____ INPUT MATERIAL
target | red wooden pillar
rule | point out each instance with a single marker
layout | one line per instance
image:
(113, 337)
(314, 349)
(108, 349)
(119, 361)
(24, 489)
________
REQUIREMENT: Write the complete data out, exactly as above.

SOLUTION TO THIS TASK:
target | red wooden pillar
rule | point out each instance with a single marker
layout | one line per instance
image:
(113, 337)
(314, 349)
(108, 349)
(119, 361)
(24, 489)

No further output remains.